— WHAT TO DO —
a: In the text about John Mulaney's Baby J special, who performs the song that opens it?
b: Reproduce the passage of the text about John Mulaney's Baby J special, starting with "John Mulaney has" and going on through "journey to sobriety.".

— EXERCISE TEXT —

━━━━━━━━━━━━━━━━━━━━

John Mulaney has risen to the top several times right now, but it seems to be the comic himself who drags himself away from the brink of lasting success. The reason for this is drugs and addiction, with his penchant for the devil’s dandruff cocaine the cause of car crash television as his appearance on the Seth Meyers show. Wearing a trench-coat and dark glasses like some kind of Inspector Gadget cosplay, Mulaney’s banal, un-crafted ramblings took him from hero to zero in seconds. Such bad behaviour amongst the rich and famous doesn’t go unnoticed, and Mulaney’s on-screen stupor led directly to an intervention, and rehab, and then a return to Saturday Night Live to discuss the detour taken on his colourful journey to sobriety.
That monologue has been predictably developed for the kind of Netflix comedy special that seems to be the 2023 equivalent of the guilty publically flagellating themselves, and offers the kind of narrow, personal focus that Mulaney and his pal Pete Davidson seem to crave in 2023. Opening with some jazzy bespoke credits and a song from David Byrne, Baby J finds Mulaney in reflective mode; he’s been told that rival Bo Burnham is now the white-collar comic de jour on account of being ‘less problematic’. Mulaney has only himself to blame, and does so with a mixture of pride and resignation about his own foibles; he fastens onto a youngster in the audience as Boston’s Symphany Hall, giving Mulaney the opportunity to explain his drug problems as if he was talking to a child.
‘I was the best looking person at my intervention,’ is Mulaney’s boast, and he sets the mood by talking about his desire for attention as a child; special treatment for a grandparent’s death allowed his classmates to sit in a special chair at school, something Mulaney envied to some degree. But requiring an intervention isn’t the kind of attention to be proud of, even if it was a star-studded affair, and Mulaney’s story is very much an accusation of himself, even saving a chaotic interview (with GQ magazine) for the finale as conclusive proof of his own narcotic derangement.

━━━━━━━━━━━━━━━━━━━━

— RECORDS —
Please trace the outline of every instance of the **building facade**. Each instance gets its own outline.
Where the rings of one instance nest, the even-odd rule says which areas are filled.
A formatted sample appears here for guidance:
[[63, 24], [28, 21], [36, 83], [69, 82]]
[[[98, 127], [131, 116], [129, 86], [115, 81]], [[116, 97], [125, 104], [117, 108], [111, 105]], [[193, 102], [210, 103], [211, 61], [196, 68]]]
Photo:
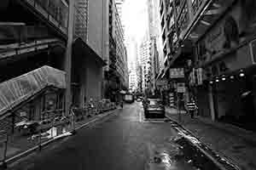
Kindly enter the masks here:
[[[57, 114], [69, 114], [71, 105], [84, 106], [90, 98], [94, 100], [102, 99], [102, 66], [105, 65], [102, 50], [105, 14], [102, 10], [104, 2], [76, 0], [72, 2], [73, 8], [70, 8], [70, 2], [66, 0], [4, 1], [5, 5], [0, 8], [1, 14], [6, 16], [1, 20], [5, 24], [1, 25], [0, 42], [5, 50], [1, 51], [4, 59], [0, 65], [2, 72], [6, 74], [1, 76], [0, 83], [24, 79], [26, 84], [24, 85], [31, 88], [22, 90], [25, 94], [19, 98], [19, 102], [15, 101], [15, 105], [12, 104], [12, 108], [17, 110], [17, 118], [16, 116], [9, 117], [5, 113], [1, 114], [3, 117], [6, 116], [20, 121], [21, 110], [21, 115], [29, 120], [44, 118], [49, 110], [57, 109]], [[73, 15], [69, 15], [69, 8], [73, 8]], [[102, 14], [98, 15], [97, 12], [96, 14], [96, 11]], [[70, 20], [73, 24], [68, 26], [69, 16], [73, 18], [73, 20]], [[72, 33], [67, 32], [68, 27], [73, 31]], [[70, 38], [71, 55], [67, 54], [68, 37], [73, 38]], [[9, 48], [9, 46], [15, 48]], [[71, 76], [70, 82], [67, 75]], [[38, 79], [54, 76], [60, 79], [53, 83], [55, 87], [48, 85], [47, 79]], [[37, 81], [40, 86], [36, 88], [33, 83]], [[62, 83], [61, 88], [58, 81]], [[25, 88], [20, 85], [20, 89]], [[35, 92], [31, 93], [28, 89]], [[70, 95], [65, 94], [69, 91], [67, 89], [71, 89]], [[20, 101], [22, 105], [20, 105]], [[42, 117], [34, 117], [40, 114]]]
[[108, 41], [107, 45], [108, 65], [104, 71], [105, 98], [113, 101], [121, 89], [128, 88], [127, 51], [125, 46], [124, 30], [114, 0], [109, 0], [107, 5], [108, 22], [106, 22]]
[[166, 71], [160, 77], [183, 68], [199, 115], [252, 128], [255, 1], [162, 0], [160, 7]]

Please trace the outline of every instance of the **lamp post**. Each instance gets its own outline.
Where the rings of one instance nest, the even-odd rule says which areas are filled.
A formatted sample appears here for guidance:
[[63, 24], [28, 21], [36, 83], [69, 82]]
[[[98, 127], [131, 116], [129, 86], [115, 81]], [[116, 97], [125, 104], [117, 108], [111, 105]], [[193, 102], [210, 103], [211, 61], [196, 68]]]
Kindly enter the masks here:
[[68, 4], [68, 30], [67, 30], [67, 43], [66, 50], [66, 61], [65, 61], [65, 71], [66, 71], [66, 96], [65, 96], [65, 114], [69, 114], [69, 109], [71, 106], [71, 67], [72, 67], [72, 44], [73, 40], [73, 20], [74, 20], [74, 1], [70, 0]]

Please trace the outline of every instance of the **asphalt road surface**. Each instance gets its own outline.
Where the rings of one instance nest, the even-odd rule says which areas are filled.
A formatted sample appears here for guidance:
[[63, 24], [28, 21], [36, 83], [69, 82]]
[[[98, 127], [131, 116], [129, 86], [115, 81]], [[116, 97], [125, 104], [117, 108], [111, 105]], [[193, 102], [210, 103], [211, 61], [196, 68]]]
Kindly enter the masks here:
[[177, 135], [168, 122], [145, 121], [140, 104], [125, 105], [106, 122], [79, 130], [18, 169], [194, 169], [187, 161], [172, 160], [178, 150], [170, 141]]

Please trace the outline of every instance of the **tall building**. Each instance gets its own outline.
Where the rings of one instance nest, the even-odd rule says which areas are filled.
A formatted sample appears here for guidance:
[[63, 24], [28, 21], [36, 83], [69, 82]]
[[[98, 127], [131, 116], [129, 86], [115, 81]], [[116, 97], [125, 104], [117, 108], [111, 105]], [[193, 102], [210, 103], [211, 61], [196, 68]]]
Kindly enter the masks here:
[[104, 3], [103, 0], [75, 1], [72, 91], [73, 103], [80, 106], [90, 99], [101, 99], [103, 94]]
[[161, 0], [160, 7], [166, 68], [159, 77], [170, 81], [168, 90], [195, 99], [201, 116], [253, 126], [255, 1]]
[[107, 62], [108, 65], [104, 71], [104, 92], [105, 98], [113, 101], [117, 100], [116, 94], [121, 89], [128, 88], [128, 68], [127, 68], [127, 52], [125, 46], [124, 30], [121, 20], [118, 13], [114, 0], [110, 0], [106, 6], [108, 15], [106, 42], [107, 46]]
[[[5, 102], [0, 105], [0, 125], [5, 118], [20, 121], [19, 111], [8, 115], [10, 108], [38, 121], [49, 110], [69, 114], [72, 104], [82, 106], [90, 98], [102, 99], [104, 2], [4, 1], [0, 8], [4, 16], [0, 19], [0, 54], [4, 56], [0, 70], [5, 74], [0, 77], [0, 93]], [[73, 3], [73, 25], [68, 26]], [[68, 27], [73, 31], [67, 33]], [[12, 98], [7, 99], [8, 94]]]
[[128, 49], [129, 88], [135, 90], [137, 88], [137, 43], [134, 37], [129, 39]]
[[124, 31], [125, 31], [125, 21], [124, 21], [124, 18], [123, 18], [123, 9], [124, 9], [124, 3], [125, 3], [125, 0], [115, 0], [115, 4], [116, 4], [116, 8], [118, 10], [118, 13], [119, 14], [120, 20], [121, 20], [121, 23], [122, 23], [122, 27]]
[[[159, 14], [159, 1], [148, 0], [147, 1], [148, 12], [148, 31], [150, 41], [150, 71], [149, 89], [152, 94], [154, 94], [156, 90], [156, 76], [160, 71], [160, 59], [162, 58], [161, 53], [161, 41], [160, 41], [160, 25]], [[157, 62], [157, 63], [155, 63]]]

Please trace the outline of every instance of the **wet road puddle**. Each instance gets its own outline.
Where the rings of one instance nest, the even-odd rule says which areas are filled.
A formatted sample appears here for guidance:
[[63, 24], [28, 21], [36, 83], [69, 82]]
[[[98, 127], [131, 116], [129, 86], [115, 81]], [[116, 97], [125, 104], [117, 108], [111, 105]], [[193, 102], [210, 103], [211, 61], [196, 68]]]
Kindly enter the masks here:
[[163, 144], [148, 144], [149, 160], [145, 170], [198, 170], [191, 160], [186, 159], [183, 147], [176, 139]]
[[145, 170], [219, 170], [200, 150], [181, 135], [163, 144], [148, 144]]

━━━━━━━━━━━━━━━━━━━━

— SOLUTIONS FOR EACH TASK —
a: David Byrne

b:
John Mulaney has risen to the top several times right now, but it seems to be the comic himself who drags himself away from the brink of lasting success. The reason for this is drugs and addiction, with his penchant for the devil’s dandruff cocaine the cause of car crash television as his appearance on the Seth Meyers show. Wearing a trench-coat and dark glasses like some kind of Inspector Gadget cosplay, Mulaney’s banal, un-crafted ramblings took him from hero to zero in seconds. Such bad behaviour amongst the rich and famous doesn’t go unnoticed, and Mulaney’s on-screen stupor led directly to an intervention, and rehab, and then a return to Saturday Night Live to discuss the detour taken on his colourful journey to sobriety.